UBS: These are the companies most at risk from President Trump's trade war
- UBS rounded up the most at-risk companies in every industry with regards to President Donald Trump's ongoing trade war with China, Europe, and others.
- Analysts warn these companies could see their earnings per share hit with double that of the market average.
President Trump's trade war is showing no signs of stopping, and it's already taken a toll on markets.
In the face of further escalation, UBS asked its equities analysts in each sector to identify the three companies under their coverage that were most at risk if the trade war if it continued.
"Given tariffs are at the product level, it is important to understand how firms may react as these decisions will impact prices, investment, and supply chains, which will in turn reverberate through the economy," said the team of analysts lead by Keith Parker, the bank's US chief equity strategist.
The 32 stocks listed by the bank have already seen a 4.5% underperformance compared to the benchmark S&P 500 index. The losses could worsen as companies are forced to either pass on increased costs to consumers or shoulder the extra burden, lowering margins.
Here's what the team asked company analysts in order to come up with the list:
- What percentage of your companies' cost base would be impacted?

══════

**PROBLEM TO SOLVE**:
Decide whether each statement agrees with the article on UBS and the trade war. Answer yes or no for each, and quote the words from the article that settle it.
1. UBS asked its equities analysts in each sector to name three companies most at risk from the trade war.
2. The stocks on the bank's list have outperformed the S&P 500.
3. Keith Parker is the bank's European chief equity strategist.
The entries after this article have no connection to it.

══════

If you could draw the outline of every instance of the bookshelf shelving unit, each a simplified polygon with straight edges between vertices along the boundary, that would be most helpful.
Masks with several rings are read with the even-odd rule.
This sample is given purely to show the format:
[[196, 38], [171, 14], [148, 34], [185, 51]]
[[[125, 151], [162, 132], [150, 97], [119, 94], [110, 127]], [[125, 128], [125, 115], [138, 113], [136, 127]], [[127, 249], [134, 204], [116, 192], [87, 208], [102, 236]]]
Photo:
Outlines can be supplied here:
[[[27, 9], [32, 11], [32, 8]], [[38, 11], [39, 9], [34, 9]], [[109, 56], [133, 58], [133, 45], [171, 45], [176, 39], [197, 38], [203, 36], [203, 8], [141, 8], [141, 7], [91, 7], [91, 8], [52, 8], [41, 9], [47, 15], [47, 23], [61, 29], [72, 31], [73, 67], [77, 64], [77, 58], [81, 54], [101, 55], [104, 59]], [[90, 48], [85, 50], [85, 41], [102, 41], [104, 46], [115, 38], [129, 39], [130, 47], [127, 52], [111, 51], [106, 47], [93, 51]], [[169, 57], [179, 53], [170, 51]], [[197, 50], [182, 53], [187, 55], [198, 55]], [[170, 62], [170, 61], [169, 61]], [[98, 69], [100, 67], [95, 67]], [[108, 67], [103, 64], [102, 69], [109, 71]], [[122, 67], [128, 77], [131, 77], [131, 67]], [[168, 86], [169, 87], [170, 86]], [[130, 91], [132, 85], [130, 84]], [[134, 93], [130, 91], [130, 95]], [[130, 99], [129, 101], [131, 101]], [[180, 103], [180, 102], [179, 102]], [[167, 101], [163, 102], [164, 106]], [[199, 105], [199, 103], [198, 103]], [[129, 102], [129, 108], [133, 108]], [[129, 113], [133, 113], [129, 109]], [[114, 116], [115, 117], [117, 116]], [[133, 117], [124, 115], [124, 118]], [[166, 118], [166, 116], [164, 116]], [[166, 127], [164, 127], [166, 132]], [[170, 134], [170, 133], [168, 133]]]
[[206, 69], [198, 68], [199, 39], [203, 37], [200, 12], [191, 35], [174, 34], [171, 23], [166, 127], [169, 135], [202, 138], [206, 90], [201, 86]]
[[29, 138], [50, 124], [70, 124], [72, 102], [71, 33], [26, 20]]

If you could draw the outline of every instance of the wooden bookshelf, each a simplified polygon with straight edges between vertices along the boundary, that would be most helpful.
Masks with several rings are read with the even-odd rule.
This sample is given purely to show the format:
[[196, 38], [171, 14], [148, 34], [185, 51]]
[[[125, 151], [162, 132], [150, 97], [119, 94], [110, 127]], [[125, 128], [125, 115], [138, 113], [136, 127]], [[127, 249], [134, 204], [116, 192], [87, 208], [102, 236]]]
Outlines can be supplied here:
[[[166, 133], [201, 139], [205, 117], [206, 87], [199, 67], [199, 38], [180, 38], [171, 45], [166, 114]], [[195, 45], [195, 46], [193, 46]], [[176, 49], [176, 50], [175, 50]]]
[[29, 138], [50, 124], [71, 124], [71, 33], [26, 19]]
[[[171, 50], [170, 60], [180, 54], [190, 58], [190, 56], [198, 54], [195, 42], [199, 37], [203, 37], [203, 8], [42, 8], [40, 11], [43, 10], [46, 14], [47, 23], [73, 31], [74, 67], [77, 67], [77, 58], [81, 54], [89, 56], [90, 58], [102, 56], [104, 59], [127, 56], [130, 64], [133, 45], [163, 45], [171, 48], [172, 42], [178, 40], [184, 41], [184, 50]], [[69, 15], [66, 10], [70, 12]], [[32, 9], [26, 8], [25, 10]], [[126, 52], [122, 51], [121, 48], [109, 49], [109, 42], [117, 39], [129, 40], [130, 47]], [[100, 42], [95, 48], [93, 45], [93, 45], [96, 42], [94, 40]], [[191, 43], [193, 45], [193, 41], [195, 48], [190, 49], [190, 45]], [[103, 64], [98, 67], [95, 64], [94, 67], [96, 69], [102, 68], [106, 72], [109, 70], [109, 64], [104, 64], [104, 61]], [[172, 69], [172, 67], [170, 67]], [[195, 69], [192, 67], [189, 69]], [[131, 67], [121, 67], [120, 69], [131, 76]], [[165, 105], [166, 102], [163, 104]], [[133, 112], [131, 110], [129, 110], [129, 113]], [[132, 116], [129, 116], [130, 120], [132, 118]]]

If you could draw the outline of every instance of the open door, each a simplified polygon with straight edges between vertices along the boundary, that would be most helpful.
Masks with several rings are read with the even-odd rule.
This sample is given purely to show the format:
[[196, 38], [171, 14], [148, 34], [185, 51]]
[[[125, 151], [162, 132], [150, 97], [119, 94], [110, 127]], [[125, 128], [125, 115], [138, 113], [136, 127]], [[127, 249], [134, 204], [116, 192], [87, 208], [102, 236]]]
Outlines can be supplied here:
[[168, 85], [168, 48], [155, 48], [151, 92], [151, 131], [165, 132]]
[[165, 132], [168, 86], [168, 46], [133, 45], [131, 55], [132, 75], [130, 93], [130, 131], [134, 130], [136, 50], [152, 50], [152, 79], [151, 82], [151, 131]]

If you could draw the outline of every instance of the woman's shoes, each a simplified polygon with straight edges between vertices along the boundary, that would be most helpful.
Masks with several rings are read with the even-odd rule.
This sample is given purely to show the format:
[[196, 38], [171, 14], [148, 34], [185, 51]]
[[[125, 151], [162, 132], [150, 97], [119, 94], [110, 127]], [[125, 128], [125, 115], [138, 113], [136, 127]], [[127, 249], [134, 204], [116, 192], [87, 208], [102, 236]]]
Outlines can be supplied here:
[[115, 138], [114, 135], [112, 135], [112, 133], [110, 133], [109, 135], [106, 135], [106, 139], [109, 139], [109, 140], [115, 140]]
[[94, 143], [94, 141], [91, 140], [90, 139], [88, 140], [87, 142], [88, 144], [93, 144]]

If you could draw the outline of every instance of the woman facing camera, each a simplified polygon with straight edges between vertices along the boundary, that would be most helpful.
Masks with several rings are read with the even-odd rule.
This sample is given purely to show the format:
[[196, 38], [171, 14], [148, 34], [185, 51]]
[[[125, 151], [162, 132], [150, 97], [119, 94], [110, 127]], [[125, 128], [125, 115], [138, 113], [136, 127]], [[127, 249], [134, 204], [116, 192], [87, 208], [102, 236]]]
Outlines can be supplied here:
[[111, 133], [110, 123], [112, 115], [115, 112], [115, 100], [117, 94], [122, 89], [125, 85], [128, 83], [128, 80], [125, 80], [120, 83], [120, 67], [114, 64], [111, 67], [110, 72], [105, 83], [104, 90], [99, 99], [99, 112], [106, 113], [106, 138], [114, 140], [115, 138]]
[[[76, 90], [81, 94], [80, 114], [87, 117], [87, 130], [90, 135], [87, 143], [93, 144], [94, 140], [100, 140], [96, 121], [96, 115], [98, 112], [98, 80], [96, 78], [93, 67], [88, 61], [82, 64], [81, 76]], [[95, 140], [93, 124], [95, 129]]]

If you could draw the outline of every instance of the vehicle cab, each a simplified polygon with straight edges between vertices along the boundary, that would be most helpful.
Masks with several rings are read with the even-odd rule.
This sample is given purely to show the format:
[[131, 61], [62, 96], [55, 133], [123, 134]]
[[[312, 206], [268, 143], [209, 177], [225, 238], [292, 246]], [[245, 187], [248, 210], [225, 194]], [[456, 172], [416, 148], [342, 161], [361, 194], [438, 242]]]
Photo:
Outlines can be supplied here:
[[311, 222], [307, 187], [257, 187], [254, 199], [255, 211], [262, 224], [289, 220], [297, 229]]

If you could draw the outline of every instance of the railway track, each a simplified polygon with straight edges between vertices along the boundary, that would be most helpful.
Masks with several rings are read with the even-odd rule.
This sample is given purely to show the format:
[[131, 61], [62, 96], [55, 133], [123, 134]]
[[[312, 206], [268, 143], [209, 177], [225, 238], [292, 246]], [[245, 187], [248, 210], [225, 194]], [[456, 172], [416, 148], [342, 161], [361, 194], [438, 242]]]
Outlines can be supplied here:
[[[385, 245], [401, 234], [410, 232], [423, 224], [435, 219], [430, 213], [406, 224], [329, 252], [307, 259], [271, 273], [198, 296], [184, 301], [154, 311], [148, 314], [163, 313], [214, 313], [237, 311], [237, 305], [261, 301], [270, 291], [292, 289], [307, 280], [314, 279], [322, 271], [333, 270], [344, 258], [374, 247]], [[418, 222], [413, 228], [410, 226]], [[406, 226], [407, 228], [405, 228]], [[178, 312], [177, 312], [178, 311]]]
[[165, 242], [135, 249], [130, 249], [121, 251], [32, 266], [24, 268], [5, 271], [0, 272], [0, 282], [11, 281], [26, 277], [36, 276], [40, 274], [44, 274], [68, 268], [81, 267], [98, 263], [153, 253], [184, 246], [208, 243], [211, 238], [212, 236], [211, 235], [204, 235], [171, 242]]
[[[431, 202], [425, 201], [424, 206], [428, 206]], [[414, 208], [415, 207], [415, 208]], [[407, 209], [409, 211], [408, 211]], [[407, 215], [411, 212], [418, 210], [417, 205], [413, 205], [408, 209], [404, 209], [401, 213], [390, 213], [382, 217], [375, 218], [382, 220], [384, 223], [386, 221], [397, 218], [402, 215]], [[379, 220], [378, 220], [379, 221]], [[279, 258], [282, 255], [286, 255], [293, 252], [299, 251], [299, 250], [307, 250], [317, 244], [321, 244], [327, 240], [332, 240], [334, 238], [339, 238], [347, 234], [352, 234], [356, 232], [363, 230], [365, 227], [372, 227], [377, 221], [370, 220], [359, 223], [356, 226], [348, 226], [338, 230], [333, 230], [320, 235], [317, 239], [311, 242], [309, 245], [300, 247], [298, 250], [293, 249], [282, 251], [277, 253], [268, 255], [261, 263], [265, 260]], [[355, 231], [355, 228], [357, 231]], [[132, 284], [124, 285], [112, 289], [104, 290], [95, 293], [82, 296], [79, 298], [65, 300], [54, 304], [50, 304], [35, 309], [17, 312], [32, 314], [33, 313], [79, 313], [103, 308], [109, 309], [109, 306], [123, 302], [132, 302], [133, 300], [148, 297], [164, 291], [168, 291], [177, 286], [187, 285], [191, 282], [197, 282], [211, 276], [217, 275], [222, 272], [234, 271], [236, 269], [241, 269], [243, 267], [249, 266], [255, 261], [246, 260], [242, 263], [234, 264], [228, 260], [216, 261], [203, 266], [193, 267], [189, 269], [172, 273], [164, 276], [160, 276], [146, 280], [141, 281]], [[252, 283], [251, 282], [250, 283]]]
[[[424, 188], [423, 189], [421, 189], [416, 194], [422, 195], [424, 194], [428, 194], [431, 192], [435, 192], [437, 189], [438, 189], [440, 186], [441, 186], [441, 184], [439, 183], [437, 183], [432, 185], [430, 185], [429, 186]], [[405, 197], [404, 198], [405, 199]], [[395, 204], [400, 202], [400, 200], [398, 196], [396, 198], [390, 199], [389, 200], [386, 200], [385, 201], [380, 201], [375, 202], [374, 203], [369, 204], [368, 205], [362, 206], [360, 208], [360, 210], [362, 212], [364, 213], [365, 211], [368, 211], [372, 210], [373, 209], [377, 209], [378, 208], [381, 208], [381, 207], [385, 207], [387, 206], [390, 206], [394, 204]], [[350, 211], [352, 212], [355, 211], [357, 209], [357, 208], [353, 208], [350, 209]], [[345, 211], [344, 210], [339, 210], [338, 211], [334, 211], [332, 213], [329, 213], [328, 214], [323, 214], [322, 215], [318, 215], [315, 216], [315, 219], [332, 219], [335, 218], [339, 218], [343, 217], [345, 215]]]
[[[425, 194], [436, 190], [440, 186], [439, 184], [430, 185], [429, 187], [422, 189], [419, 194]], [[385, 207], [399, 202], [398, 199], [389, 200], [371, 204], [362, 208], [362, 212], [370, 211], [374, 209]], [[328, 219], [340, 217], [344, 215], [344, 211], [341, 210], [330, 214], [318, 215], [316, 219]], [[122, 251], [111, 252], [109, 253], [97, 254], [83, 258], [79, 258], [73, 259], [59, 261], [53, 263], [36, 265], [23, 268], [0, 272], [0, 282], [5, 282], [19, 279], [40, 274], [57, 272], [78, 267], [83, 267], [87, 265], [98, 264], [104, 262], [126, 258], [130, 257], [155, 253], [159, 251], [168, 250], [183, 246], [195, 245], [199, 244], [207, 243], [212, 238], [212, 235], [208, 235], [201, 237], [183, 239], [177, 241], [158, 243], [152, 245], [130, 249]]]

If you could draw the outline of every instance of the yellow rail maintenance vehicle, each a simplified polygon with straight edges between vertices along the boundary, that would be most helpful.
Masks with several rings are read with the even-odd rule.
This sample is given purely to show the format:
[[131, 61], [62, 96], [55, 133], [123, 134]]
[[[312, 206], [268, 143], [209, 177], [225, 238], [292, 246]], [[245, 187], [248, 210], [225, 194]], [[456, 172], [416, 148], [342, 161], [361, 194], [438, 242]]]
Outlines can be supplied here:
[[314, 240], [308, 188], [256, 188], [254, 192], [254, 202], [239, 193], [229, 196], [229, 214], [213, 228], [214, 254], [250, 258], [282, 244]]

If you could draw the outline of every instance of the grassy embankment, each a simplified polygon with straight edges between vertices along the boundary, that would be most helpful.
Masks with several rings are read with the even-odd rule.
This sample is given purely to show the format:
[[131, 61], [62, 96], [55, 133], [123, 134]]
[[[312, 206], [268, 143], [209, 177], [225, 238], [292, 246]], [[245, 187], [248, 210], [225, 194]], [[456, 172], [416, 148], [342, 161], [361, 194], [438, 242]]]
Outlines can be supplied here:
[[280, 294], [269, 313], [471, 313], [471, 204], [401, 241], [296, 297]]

══════

**CORRECT OUTPUT**:
1. Yes: "identify the three companies under their coverage that were most at risk"
2. No: "have already seen a 4.5% underperformance compared to the benchmark S&P 500 index"
3. No: "the bank's US chief equity strategist"